Document extract:
A production and storage facility, a method, and a system for offshore LPG and/or LNG processing of associated gases is disclosed. The offshore production and storage facility comprises a support structure that supports a gas treatment unit, at least one of an LPG and/or LNG production unit, and at least one storage tank for storing one LPG and LNG. The gas treatment unit is adapted to receive rich associated gases and is capable of removing at least one of acid gases, water vapor and mercury from the rich associated gases to produce a treated gas stream. In one embodiment, the LPG production unit produces LPG. In another embodiment, both LNG and LPG are produced on the facility. One or both of LPG and LNG may be stored on the facility. The facility may be a retrofit LNG or LPG carrier that has been converted to include the gas treatment unit and the LNG and/or LPG production units and any necessary offloading facilities or equipment.

The method provides for receiving a rich associated gas stream separated from produced fluids containing hydrocarbons received from an offshore subterranean reservoir. The rich associated gas stream is received on an offshore production and storage facility and at least one of acid gases, water vapor and mercury are removed from the rich associated gases to produce a stream of treated gas. At least one of liquefied petroleum gas (LPG) and liquefied natural gas (LNG) are produced from at least a portion of the treated gas. The LPG and/or LNG are then stored on the offshore production and storage facility in one or more storage tanks.

Information provided:
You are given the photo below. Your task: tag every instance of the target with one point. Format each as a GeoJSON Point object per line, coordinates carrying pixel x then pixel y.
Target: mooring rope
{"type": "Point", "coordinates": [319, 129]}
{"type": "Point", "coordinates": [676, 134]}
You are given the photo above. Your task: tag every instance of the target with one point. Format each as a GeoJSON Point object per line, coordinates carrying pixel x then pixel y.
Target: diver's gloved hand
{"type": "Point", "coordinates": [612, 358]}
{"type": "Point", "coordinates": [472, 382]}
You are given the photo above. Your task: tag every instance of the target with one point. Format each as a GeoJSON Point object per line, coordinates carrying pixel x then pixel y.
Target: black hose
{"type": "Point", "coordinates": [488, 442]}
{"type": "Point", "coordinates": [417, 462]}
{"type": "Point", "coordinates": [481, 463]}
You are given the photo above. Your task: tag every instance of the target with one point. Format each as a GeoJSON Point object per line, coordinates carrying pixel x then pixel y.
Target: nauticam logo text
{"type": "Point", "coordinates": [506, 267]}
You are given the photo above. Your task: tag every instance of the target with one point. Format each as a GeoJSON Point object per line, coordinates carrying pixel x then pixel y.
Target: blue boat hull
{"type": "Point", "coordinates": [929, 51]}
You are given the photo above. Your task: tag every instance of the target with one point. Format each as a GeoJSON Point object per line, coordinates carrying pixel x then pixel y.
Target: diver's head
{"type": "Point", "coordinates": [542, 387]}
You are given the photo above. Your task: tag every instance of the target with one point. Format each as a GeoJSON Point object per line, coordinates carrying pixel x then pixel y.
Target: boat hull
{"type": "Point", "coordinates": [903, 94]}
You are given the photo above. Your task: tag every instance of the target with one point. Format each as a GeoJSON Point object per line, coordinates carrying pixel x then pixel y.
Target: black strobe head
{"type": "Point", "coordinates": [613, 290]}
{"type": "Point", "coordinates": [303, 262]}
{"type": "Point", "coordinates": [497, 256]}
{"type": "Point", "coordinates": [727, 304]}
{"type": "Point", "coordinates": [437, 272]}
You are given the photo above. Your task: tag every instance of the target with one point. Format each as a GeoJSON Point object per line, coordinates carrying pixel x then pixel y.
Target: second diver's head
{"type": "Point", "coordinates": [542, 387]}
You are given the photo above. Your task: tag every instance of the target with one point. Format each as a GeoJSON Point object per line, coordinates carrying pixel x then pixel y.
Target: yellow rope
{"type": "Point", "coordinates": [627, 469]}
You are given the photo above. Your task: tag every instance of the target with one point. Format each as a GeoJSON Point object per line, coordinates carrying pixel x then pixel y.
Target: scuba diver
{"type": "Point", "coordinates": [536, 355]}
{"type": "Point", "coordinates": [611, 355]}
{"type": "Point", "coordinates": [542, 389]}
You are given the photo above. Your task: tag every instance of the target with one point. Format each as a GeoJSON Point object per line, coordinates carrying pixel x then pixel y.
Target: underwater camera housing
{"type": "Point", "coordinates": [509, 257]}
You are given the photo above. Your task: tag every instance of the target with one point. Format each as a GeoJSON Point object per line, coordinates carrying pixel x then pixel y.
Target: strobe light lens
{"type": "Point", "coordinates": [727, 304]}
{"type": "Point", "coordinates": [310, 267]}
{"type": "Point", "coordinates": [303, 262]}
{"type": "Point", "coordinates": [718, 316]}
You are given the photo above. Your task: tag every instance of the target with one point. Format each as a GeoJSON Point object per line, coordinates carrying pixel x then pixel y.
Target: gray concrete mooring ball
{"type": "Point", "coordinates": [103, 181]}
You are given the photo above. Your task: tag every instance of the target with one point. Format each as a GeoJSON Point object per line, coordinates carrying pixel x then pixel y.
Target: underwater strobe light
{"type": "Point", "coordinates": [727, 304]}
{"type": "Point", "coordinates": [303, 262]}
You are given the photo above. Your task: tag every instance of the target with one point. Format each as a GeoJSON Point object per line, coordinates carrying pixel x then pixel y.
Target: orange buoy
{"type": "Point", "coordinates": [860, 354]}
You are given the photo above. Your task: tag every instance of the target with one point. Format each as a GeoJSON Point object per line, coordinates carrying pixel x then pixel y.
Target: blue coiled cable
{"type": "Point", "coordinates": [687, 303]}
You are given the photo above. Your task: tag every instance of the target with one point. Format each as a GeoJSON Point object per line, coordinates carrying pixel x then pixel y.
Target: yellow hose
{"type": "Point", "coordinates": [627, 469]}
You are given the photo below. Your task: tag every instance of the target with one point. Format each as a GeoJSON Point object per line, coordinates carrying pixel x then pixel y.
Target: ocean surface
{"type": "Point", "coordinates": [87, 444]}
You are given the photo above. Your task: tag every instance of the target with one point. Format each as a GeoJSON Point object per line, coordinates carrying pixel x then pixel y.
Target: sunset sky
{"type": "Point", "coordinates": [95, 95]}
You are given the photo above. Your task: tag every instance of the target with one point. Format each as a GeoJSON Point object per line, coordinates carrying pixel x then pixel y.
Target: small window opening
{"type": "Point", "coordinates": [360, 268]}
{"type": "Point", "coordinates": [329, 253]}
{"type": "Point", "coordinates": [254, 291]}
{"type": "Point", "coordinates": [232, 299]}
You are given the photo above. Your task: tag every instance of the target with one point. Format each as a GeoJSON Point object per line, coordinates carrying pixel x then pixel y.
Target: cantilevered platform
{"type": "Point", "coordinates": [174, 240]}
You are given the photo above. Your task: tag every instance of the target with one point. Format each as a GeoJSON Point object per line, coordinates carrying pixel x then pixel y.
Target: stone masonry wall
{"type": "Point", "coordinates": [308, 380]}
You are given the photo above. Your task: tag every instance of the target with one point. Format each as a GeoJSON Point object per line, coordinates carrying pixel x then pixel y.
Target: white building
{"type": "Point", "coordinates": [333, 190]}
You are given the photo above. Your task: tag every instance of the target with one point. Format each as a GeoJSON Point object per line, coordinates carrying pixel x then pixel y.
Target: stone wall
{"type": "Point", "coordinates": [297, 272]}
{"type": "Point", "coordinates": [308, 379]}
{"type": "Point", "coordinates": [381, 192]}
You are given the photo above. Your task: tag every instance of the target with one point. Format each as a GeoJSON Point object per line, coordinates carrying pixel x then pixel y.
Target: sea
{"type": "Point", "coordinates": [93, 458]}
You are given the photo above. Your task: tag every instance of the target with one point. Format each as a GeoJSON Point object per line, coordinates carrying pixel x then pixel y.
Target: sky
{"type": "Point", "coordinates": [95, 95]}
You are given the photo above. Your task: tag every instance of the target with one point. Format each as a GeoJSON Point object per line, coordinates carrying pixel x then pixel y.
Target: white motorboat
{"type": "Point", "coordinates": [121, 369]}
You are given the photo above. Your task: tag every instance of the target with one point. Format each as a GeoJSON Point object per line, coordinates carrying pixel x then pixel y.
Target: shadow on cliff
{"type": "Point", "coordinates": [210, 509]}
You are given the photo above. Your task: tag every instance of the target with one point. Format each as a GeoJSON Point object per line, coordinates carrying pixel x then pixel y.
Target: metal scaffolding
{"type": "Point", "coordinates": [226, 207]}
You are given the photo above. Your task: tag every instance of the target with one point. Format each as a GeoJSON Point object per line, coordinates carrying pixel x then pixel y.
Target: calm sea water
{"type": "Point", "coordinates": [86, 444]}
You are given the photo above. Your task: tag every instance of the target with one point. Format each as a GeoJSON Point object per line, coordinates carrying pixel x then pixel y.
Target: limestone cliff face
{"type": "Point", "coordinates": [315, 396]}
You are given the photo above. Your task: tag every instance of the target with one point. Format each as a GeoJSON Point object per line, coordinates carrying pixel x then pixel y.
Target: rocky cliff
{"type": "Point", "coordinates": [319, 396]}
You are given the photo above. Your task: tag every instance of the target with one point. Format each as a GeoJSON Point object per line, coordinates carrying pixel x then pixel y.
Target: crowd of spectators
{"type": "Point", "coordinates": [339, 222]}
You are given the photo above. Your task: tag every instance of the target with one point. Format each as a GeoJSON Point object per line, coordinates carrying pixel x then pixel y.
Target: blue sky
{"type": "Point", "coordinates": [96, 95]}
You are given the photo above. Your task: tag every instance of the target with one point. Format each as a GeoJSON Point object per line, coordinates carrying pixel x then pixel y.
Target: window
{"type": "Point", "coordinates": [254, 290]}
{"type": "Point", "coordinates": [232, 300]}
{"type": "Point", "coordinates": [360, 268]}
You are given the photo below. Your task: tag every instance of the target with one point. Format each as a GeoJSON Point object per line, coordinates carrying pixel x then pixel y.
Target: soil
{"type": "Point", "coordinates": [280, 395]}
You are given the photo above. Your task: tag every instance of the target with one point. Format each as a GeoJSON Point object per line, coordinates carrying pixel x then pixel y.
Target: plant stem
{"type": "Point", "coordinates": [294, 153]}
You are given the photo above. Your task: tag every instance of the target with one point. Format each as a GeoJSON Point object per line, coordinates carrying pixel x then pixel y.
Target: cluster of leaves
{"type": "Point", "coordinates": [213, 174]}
---
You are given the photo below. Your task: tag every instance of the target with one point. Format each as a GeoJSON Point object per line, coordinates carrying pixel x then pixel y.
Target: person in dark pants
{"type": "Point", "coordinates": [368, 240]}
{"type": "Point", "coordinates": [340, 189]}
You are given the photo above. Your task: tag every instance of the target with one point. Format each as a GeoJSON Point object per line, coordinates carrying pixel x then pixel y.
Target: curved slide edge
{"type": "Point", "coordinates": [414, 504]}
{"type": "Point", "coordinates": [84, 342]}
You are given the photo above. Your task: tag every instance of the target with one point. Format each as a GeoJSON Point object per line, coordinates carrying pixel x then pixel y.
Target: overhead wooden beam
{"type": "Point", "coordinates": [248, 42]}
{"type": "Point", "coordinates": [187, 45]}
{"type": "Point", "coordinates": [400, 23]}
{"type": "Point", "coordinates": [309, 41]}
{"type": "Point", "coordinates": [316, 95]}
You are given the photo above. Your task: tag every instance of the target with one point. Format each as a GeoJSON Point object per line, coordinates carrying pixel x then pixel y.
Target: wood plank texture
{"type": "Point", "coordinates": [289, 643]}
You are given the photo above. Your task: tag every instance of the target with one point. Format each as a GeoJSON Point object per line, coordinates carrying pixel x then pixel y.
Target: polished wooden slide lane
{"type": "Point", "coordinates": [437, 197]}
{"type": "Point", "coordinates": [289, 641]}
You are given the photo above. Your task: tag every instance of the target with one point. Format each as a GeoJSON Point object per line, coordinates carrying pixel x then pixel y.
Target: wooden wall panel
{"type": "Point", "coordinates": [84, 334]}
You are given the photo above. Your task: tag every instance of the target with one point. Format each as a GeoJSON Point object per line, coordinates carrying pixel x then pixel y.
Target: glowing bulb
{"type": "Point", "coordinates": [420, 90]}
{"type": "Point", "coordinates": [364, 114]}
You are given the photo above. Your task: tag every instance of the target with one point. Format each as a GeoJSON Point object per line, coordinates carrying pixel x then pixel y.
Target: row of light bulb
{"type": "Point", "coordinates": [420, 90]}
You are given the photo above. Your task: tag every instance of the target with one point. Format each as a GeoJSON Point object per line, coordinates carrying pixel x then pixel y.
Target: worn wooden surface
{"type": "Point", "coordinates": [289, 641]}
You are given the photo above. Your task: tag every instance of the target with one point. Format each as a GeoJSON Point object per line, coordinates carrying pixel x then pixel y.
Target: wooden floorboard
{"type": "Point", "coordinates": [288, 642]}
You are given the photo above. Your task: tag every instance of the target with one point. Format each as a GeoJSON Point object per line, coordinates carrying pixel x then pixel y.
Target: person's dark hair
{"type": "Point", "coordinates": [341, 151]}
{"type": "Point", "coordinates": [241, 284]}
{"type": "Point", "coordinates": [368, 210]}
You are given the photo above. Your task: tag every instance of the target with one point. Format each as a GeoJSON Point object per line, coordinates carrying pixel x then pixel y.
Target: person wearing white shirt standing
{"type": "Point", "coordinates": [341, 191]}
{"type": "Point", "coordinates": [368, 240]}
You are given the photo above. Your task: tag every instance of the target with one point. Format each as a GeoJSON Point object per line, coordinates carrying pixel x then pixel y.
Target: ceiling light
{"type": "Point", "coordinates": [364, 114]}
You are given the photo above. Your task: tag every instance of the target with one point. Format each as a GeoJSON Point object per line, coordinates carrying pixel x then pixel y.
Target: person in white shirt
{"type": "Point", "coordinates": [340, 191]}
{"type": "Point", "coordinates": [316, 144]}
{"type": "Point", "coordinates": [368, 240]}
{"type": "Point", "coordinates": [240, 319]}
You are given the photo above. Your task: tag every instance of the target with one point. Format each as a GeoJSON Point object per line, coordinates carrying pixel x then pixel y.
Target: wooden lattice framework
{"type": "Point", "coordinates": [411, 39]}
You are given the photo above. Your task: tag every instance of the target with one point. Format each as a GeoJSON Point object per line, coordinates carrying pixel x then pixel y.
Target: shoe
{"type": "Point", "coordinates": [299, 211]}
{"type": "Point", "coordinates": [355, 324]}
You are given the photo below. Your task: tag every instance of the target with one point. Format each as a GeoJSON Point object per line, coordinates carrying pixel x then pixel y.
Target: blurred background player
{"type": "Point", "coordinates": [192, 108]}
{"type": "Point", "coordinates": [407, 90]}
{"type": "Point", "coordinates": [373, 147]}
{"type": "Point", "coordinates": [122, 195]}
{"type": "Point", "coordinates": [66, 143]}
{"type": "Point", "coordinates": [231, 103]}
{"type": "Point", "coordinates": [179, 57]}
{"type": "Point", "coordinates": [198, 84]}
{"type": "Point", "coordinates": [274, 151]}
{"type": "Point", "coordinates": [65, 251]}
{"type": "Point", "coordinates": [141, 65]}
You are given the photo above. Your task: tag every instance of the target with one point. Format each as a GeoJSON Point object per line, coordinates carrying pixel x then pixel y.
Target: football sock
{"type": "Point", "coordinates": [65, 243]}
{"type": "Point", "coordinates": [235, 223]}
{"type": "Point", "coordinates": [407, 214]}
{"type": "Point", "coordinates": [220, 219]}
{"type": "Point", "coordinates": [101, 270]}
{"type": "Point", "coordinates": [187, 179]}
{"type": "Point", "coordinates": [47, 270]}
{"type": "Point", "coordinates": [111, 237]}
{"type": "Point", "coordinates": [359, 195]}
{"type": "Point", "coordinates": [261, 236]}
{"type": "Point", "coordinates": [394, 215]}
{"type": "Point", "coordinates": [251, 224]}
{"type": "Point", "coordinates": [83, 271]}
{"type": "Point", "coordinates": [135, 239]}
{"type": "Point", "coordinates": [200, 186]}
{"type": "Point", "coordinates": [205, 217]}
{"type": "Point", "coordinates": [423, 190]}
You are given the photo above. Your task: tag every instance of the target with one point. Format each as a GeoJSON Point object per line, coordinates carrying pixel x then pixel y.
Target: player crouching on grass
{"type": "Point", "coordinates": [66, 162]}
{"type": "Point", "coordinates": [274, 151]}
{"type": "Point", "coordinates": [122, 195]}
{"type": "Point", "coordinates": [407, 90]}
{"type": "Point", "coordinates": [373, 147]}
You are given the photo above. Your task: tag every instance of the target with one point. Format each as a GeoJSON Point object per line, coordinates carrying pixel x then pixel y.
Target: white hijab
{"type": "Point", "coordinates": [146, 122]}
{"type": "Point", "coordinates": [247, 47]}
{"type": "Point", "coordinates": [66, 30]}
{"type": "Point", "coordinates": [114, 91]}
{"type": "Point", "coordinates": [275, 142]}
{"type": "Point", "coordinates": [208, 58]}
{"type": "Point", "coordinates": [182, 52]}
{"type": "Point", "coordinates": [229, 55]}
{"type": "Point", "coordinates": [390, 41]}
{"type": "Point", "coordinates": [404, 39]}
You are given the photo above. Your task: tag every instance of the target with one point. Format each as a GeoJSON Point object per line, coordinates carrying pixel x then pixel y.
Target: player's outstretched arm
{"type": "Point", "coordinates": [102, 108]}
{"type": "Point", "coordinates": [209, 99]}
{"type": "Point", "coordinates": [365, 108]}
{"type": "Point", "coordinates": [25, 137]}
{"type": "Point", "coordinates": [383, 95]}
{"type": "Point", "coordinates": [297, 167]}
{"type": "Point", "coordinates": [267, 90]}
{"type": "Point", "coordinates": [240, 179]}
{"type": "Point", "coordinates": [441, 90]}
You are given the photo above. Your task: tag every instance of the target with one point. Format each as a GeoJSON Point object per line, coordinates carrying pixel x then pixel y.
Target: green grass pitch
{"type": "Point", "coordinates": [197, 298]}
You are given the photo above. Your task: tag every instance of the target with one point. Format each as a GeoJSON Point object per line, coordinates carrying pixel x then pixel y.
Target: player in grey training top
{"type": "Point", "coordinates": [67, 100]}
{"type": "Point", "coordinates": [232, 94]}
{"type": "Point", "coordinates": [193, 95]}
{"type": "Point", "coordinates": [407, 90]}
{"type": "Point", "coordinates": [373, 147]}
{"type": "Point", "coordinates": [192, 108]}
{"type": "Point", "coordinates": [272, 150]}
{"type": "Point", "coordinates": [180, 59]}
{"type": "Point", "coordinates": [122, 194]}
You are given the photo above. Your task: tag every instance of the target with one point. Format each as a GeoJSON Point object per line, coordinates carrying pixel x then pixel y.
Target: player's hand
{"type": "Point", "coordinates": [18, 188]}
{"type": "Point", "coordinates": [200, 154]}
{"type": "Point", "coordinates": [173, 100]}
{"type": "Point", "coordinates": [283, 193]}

Problem statement: Set down, word for word, the stretch of the passage on offshore LPG and LNG processing from "The method provides" through "more storage tanks.".

Written response:
The method provides for receiving a rich associated gas stream separated from produced fluids containing hydrocarbons received from an offshore subterranean reservoir. The rich associated gas stream is received on an offshore production and storage facility and at least one of acid gases, water vapor and mercury are removed from the rich associated gases to produce a stream of treated gas. At least one of liquefied petroleum gas (LPG) and liquefied natural gas (LNG) are produced from at least a portion of the treated gas. The LPG and/or LNG are then stored on the offshore production and storage facility in one or more storage tanks.